== Objective 1 ==
In the forum thread about the two-year-old dog's behavior, why are the owners unsure whether her change was an adolescent blip or an anxiety problem? Answer in one to three sentences.
== Objective 2 ==
Extend the forum thread about the two-year-old dog's behavior, picking up after its last reply.
Begin Passage given
# does my 2year old have anxiety issues and what can i do to help her



## cathy (Feb 19, 2010)

We have a 2 yr old viszla who is a total dream, well behaved, able to be left on her own in the car or at home while we are out at work. She is affectionate, fun to be with etc etc. and we actually laugh at how gentle she is with everyone and dog she meets. The most dangerous bit of her is her tail which never stops wagging.

Occaisionally work takes us away for a week or so and she goes,with our kids to my parents and their two GSPs who she adores. 

While there this last time, she became full of mischief, a thief and chewed all she stole , she was agressive when on the lead with the two pointers, towards other dogs, and barked at people.

The visit coincided with the end of her first season and we are confused as to whether this was an adolescent blip or an anxiety problem and if anxiety what do we do?


----------



## Mercutio (Jan 18, 2010)

Hi Cathy,

I can't really help except to say that I had similar problems suddenly develop with my 2yr old as well - although he is a neutered male. Did she go back to her normal self once you got her home again or is she still being aggressive towards other dogs /people?
End Passage given
Begin Dataset content
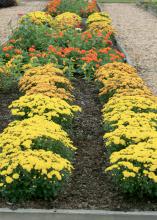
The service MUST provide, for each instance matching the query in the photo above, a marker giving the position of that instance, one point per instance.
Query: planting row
End Dataset content
== Task answer 1 ==
Her stay at the parents' house coincided with the end of her first season. During that stay she became mischievous, stole and chewed things, was aggressive toward other dogs while on the lead, and barked at people.

== Task answer 2 ==
I have partially put down my problems with Mercutio to the fact that my husband was away and I was a little more stressed out than usual so maybe she was reacting to being away from you and her home. If your parents don't mind, maybe leave her there for a day or two just to see if it happens again so you know whether it is a problem to do with her going there - maybe anxiety - or whether it's something happening all the time now and so more likely a behavioural blip. 

With the help of a trainer (and the return of his 'dad') Mercutio's behaviour has improved so I'm sure there is hope for your problems too.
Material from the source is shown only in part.